Records in a dataset:
* * *
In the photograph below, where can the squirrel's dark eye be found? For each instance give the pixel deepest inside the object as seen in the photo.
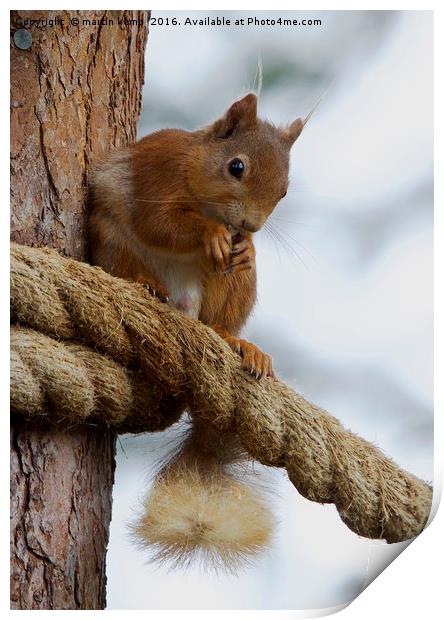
(236, 167)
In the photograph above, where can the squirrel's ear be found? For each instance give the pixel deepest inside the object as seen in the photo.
(242, 114)
(293, 131)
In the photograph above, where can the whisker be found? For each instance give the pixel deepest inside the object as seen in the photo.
(285, 244)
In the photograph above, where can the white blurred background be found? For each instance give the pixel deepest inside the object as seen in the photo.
(345, 291)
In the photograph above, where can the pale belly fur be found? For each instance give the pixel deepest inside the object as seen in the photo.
(182, 278)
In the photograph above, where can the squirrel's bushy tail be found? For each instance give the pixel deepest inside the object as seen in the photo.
(202, 509)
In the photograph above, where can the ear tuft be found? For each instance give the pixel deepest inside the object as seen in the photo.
(293, 131)
(241, 115)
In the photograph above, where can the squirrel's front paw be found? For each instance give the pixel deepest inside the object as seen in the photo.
(218, 244)
(242, 256)
(254, 360)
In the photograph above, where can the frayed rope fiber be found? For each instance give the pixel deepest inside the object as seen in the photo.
(89, 348)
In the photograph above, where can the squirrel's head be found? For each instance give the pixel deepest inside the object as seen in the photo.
(238, 168)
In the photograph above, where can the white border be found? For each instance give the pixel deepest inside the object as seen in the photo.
(407, 588)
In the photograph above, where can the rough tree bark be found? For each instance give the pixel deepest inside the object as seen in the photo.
(75, 93)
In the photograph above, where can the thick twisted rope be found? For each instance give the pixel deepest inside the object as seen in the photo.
(84, 326)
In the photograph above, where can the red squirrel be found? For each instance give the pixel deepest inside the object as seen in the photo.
(177, 212)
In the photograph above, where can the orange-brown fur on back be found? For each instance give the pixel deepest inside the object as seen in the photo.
(177, 212)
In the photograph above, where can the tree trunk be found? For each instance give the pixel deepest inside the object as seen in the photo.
(75, 93)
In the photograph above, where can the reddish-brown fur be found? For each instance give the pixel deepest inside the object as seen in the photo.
(171, 196)
(167, 212)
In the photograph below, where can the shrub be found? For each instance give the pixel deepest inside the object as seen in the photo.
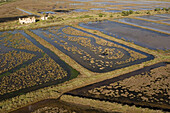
(101, 14)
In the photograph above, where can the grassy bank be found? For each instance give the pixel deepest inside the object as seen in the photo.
(74, 18)
(86, 77)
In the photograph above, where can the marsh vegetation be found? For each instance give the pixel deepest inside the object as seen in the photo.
(24, 65)
(92, 52)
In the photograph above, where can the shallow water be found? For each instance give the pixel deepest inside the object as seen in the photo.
(80, 10)
(150, 25)
(84, 91)
(139, 36)
(113, 11)
(97, 9)
(25, 11)
(150, 17)
(89, 50)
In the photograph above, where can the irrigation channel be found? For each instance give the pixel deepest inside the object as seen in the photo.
(143, 37)
(52, 55)
(53, 103)
(83, 91)
(150, 25)
(91, 54)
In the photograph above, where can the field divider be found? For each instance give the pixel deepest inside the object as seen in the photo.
(159, 22)
(142, 27)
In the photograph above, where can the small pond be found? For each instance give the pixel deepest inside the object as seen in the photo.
(150, 25)
(113, 11)
(93, 52)
(150, 17)
(80, 10)
(142, 37)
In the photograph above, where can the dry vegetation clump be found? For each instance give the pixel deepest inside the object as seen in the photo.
(41, 71)
(102, 52)
(51, 110)
(151, 87)
(72, 31)
(19, 41)
(12, 59)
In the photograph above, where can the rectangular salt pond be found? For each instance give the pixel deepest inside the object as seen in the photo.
(163, 15)
(167, 21)
(150, 25)
(93, 52)
(113, 11)
(150, 17)
(142, 37)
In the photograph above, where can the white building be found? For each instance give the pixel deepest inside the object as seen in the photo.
(45, 17)
(27, 20)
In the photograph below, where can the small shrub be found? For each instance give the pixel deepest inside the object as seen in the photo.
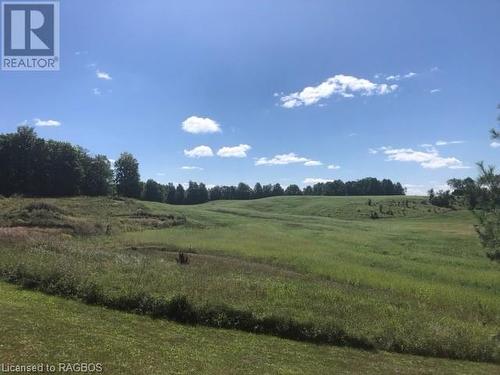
(182, 258)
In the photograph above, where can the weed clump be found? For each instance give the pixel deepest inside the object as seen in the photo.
(182, 258)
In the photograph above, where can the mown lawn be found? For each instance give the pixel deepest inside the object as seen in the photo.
(39, 328)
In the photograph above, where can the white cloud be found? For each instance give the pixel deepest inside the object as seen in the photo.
(312, 181)
(285, 159)
(399, 77)
(342, 85)
(239, 151)
(446, 143)
(198, 125)
(199, 152)
(103, 75)
(429, 159)
(38, 122)
(333, 166)
(313, 163)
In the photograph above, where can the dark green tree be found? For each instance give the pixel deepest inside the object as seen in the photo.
(179, 194)
(153, 191)
(257, 191)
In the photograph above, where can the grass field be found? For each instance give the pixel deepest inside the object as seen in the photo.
(414, 281)
(40, 328)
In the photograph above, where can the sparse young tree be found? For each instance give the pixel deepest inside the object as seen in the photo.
(293, 190)
(170, 193)
(257, 191)
(488, 227)
(277, 190)
(98, 175)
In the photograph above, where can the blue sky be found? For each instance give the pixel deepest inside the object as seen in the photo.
(277, 91)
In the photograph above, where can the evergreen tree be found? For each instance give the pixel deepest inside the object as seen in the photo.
(127, 176)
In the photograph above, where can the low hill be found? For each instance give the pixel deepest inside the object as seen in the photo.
(309, 268)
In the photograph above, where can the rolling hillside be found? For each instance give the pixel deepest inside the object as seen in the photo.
(318, 269)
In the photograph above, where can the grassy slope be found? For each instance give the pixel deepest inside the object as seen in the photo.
(38, 328)
(415, 281)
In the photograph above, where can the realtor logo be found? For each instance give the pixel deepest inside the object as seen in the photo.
(30, 39)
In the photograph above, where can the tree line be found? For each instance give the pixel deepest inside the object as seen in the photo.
(33, 166)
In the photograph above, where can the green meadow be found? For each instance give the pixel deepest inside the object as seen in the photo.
(346, 288)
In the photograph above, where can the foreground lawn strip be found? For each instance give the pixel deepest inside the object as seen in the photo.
(40, 328)
(180, 309)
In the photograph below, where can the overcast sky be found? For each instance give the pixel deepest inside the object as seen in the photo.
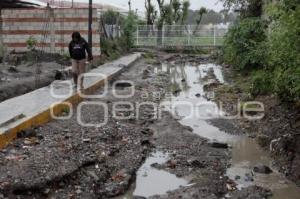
(140, 4)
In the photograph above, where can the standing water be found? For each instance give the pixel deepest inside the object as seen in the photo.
(191, 104)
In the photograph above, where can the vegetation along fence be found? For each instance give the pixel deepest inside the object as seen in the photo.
(180, 35)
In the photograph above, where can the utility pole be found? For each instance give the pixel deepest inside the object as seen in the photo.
(129, 4)
(90, 37)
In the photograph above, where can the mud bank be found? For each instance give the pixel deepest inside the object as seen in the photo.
(278, 132)
(19, 74)
(63, 159)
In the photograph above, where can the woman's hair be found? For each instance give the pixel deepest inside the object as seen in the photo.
(76, 35)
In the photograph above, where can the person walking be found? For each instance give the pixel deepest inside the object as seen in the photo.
(78, 48)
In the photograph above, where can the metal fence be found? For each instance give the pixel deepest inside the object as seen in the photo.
(178, 35)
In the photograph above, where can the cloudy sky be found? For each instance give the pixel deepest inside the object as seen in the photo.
(139, 4)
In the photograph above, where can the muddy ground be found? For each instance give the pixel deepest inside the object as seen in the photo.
(65, 160)
(279, 130)
(21, 73)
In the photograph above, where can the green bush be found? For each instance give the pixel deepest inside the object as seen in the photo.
(31, 43)
(261, 82)
(244, 44)
(129, 28)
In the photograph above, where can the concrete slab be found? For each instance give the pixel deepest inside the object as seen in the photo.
(33, 109)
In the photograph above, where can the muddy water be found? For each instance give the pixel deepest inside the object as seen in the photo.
(190, 103)
(151, 181)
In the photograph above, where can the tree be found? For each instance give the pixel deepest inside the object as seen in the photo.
(185, 11)
(201, 12)
(151, 13)
(176, 5)
(247, 8)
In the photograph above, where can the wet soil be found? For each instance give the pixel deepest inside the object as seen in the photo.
(19, 76)
(279, 130)
(63, 159)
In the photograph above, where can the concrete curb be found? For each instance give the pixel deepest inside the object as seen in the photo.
(9, 131)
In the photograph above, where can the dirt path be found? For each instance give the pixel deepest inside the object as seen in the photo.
(66, 160)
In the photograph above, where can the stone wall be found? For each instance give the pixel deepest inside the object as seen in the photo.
(51, 27)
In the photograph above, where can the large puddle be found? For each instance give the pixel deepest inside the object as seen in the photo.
(193, 107)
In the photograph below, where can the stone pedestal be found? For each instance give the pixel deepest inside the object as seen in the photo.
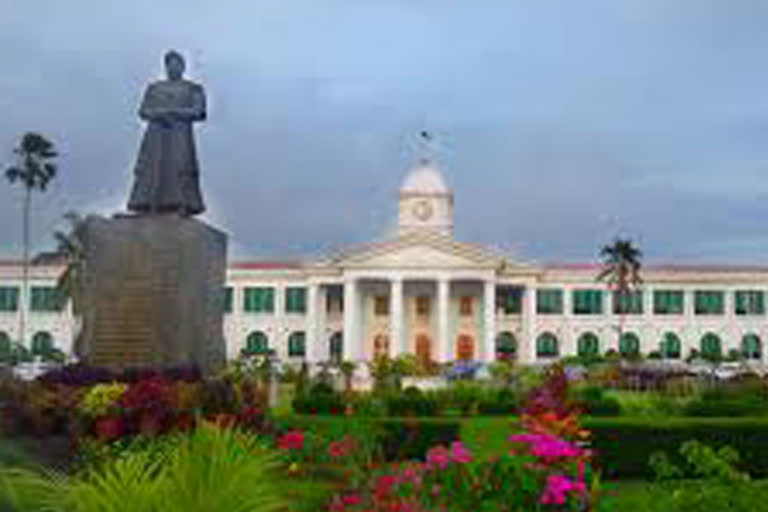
(153, 292)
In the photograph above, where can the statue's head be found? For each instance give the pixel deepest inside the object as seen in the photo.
(174, 65)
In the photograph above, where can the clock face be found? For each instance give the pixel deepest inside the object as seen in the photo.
(423, 210)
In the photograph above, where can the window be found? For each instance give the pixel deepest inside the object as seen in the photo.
(549, 301)
(587, 302)
(381, 306)
(588, 344)
(546, 345)
(670, 346)
(5, 343)
(259, 300)
(45, 298)
(256, 343)
(668, 302)
(336, 347)
(710, 345)
(228, 298)
(9, 298)
(751, 347)
(42, 343)
(629, 302)
(629, 344)
(295, 300)
(510, 300)
(708, 302)
(422, 306)
(750, 302)
(506, 345)
(465, 306)
(297, 344)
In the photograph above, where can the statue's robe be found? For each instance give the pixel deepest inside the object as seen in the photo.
(166, 172)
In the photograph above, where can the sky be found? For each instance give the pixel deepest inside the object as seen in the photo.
(560, 124)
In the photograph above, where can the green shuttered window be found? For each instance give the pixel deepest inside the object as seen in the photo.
(549, 301)
(297, 344)
(750, 302)
(587, 302)
(295, 299)
(629, 302)
(9, 298)
(668, 302)
(708, 302)
(259, 300)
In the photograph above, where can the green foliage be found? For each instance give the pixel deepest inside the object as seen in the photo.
(209, 469)
(719, 485)
(623, 444)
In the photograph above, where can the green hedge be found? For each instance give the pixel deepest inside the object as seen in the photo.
(623, 445)
(399, 438)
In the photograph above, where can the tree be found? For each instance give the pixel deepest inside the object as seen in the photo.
(621, 272)
(69, 285)
(34, 169)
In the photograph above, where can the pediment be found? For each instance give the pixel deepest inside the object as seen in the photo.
(418, 252)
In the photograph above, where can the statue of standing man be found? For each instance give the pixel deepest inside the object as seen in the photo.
(166, 176)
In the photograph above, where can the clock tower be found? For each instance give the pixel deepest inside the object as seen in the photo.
(425, 202)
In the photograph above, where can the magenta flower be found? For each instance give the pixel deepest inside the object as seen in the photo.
(558, 487)
(459, 453)
(438, 456)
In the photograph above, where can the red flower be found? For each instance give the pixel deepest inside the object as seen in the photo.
(293, 440)
(109, 428)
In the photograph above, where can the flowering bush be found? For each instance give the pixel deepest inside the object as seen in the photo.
(546, 468)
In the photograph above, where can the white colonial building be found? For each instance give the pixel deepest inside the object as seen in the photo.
(423, 292)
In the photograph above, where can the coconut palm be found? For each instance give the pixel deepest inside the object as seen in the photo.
(69, 285)
(621, 271)
(34, 168)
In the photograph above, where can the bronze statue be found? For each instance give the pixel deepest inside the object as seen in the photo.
(166, 172)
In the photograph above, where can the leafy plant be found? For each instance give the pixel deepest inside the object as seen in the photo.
(208, 469)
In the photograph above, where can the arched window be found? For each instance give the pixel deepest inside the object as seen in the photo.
(670, 346)
(465, 347)
(257, 343)
(506, 345)
(711, 345)
(42, 343)
(629, 344)
(751, 346)
(297, 344)
(381, 345)
(336, 347)
(5, 343)
(588, 344)
(546, 345)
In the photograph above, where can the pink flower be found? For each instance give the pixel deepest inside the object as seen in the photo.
(438, 456)
(459, 453)
(557, 488)
(293, 440)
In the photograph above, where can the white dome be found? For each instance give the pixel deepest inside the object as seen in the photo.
(425, 179)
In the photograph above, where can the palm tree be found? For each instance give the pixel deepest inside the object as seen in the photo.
(621, 271)
(69, 285)
(34, 168)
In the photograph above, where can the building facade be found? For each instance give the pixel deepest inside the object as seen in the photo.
(422, 292)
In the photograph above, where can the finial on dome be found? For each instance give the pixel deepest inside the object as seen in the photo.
(425, 147)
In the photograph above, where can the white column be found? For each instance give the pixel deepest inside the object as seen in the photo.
(527, 348)
(443, 342)
(396, 317)
(312, 324)
(489, 303)
(351, 341)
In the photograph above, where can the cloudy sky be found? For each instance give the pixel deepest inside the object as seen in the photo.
(560, 123)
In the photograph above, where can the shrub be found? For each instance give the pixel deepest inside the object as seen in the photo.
(209, 469)
(623, 444)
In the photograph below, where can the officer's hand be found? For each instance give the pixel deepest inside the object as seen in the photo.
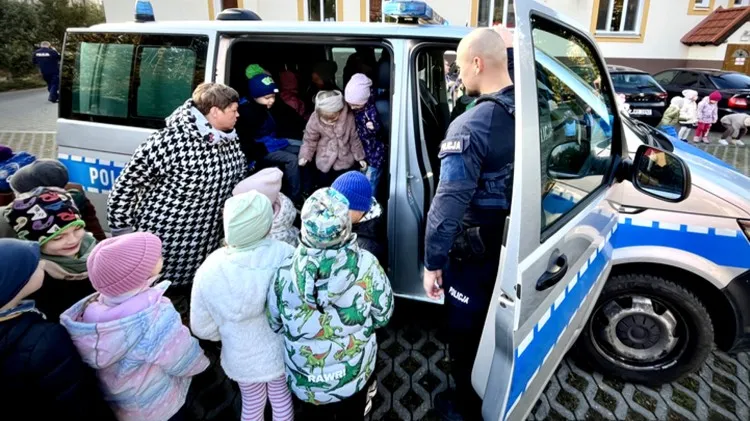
(433, 283)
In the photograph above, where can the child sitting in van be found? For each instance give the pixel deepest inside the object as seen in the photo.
(359, 96)
(331, 138)
(671, 116)
(364, 210)
(268, 182)
(289, 88)
(708, 114)
(48, 216)
(269, 132)
(43, 377)
(52, 173)
(688, 113)
(328, 299)
(131, 334)
(228, 304)
(736, 126)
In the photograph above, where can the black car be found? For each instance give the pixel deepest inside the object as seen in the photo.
(647, 99)
(734, 86)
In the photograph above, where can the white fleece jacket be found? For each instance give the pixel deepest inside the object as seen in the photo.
(228, 304)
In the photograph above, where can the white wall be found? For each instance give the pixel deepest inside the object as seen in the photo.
(123, 10)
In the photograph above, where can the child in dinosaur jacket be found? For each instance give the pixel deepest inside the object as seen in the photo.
(328, 299)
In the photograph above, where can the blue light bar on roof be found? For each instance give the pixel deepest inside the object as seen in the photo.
(412, 11)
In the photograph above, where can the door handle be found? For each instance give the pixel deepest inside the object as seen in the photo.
(554, 274)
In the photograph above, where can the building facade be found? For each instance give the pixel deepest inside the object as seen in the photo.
(647, 34)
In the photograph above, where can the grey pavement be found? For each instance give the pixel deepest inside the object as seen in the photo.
(27, 110)
(412, 364)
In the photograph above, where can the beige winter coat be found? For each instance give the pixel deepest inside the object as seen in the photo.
(333, 146)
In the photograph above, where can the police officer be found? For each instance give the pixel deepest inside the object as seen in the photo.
(48, 61)
(465, 222)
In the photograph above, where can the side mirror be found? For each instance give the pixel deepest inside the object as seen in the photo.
(566, 160)
(660, 174)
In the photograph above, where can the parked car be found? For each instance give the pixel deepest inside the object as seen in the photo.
(734, 87)
(647, 99)
(120, 80)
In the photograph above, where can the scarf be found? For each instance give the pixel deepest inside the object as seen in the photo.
(70, 268)
(209, 133)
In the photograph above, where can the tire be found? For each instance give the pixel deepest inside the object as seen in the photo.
(631, 342)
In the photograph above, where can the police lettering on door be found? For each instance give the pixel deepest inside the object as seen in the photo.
(95, 175)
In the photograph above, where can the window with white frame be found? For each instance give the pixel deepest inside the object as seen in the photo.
(321, 10)
(493, 12)
(619, 17)
(702, 4)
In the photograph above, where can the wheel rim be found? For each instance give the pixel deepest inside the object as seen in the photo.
(639, 332)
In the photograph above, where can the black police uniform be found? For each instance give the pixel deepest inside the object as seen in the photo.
(48, 61)
(465, 225)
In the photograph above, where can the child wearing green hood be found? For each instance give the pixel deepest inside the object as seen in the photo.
(49, 216)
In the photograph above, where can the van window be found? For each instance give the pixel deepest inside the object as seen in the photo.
(576, 118)
(129, 79)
* * *
### [Problem description]
Rewrite the records from the line containing "In the photograph above, where can the black police" through the end of the records, changing "van" to "truck" and keeping everything else the same.

### [Solution for this exercise]
In the photograph above, where can the black police uniform be found? For each instance give the pixel deepest inside the object as seen in the photo.
(48, 61)
(465, 225)
In the photograph above, where can the child wearing green hood be found? For each instance give the pixel deepest inside the object as seen in the photo.
(49, 216)
In the photograph above, where can the truck window be found? For each instance give the pixel deepest inside the object as seen in the photo.
(576, 118)
(129, 79)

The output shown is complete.